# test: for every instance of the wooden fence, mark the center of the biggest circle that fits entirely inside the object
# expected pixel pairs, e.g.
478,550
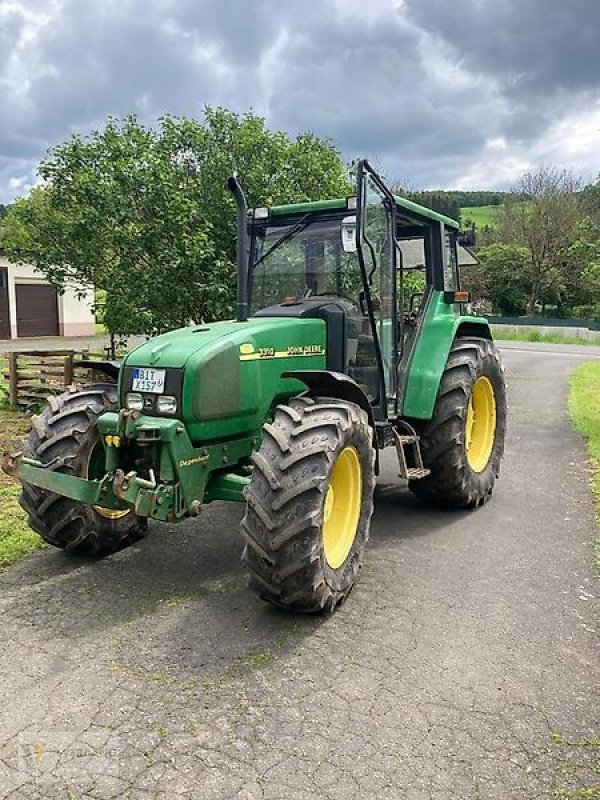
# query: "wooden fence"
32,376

_ _ _

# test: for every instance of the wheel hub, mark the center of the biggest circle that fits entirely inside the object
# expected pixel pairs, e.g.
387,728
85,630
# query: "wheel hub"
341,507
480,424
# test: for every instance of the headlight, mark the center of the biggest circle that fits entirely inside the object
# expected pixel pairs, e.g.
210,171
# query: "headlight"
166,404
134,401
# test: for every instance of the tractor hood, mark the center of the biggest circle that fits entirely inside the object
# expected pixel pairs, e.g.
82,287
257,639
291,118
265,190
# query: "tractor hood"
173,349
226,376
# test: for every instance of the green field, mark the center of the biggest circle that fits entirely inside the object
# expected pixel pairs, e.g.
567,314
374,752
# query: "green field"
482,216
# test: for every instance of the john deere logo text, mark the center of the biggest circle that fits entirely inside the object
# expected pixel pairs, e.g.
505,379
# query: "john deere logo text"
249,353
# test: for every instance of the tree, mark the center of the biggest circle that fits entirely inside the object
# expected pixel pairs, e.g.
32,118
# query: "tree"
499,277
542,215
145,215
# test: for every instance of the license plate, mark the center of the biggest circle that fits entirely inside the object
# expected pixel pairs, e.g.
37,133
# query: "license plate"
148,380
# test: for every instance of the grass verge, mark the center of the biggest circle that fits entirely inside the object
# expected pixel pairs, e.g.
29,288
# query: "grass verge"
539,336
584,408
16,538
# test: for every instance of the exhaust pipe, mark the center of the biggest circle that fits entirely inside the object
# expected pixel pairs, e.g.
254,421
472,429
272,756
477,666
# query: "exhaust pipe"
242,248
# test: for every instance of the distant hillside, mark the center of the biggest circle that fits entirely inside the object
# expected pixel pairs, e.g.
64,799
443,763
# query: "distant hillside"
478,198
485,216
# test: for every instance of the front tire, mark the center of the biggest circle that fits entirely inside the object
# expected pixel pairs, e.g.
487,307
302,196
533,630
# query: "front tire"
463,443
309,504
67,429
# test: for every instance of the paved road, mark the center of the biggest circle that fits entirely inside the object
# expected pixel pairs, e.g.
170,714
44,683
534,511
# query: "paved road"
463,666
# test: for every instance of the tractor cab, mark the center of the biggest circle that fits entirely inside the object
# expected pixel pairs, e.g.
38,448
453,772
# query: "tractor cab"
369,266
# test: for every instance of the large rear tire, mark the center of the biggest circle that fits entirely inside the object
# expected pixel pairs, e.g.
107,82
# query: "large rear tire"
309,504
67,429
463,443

_ _ _

Show each line of the records that contains the string "distant". Case counts.

# test: for every instance of the distant hillside, mark the center of the biggest circle that fits entirely inside the object
# query: "distant hillside"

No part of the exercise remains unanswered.